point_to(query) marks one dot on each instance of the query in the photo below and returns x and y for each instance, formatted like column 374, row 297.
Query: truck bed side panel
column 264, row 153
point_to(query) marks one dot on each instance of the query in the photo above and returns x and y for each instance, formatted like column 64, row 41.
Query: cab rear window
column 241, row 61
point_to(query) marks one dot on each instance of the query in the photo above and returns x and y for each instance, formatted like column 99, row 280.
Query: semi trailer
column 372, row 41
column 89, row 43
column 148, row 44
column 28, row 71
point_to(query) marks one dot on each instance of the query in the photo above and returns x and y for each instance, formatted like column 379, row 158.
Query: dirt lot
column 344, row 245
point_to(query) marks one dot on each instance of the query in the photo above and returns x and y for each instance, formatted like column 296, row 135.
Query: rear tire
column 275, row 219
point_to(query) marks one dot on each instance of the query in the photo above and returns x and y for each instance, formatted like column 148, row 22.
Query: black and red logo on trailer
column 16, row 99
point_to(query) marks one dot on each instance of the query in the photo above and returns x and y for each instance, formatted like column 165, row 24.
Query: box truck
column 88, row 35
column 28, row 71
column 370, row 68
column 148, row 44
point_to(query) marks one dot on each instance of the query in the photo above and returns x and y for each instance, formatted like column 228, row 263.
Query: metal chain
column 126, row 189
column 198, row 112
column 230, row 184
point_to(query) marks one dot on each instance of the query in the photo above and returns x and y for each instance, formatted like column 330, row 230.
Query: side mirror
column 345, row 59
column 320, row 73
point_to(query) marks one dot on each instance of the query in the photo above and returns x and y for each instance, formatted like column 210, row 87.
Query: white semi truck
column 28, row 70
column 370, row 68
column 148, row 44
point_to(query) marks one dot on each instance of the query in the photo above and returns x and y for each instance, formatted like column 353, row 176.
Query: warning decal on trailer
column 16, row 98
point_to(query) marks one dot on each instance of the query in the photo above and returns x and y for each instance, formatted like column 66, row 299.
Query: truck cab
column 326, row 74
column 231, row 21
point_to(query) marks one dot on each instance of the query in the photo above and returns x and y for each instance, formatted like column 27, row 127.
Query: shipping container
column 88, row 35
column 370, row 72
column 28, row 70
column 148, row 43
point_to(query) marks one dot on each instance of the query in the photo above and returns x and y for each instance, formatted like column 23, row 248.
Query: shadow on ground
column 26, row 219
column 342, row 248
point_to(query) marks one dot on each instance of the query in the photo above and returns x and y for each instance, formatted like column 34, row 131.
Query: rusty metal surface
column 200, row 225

PROBLEM TO WORK ON: Above are records; repeat only the lines starting at the line with "148, row 22." and ending at the line with "228, row 263.", exactly as they appear, both included.

YOUR SOLUTION:
point_to(query) marks one dot on each instance of the query in the photo above and returns x and y for each instance, formatted like column 148, row 22.
Query: black and red logo on trailer
column 16, row 99
point_to(query) marks one dot on each instance of the query in the photo above and returns x and y for each instance, formatted like column 165, row 24.
Query: box truck
column 88, row 35
column 28, row 71
column 370, row 68
column 148, row 44
point_to(query) marks one dot on each instance of the query in the photo above and returns x and y for each instance, formatted like column 228, row 263.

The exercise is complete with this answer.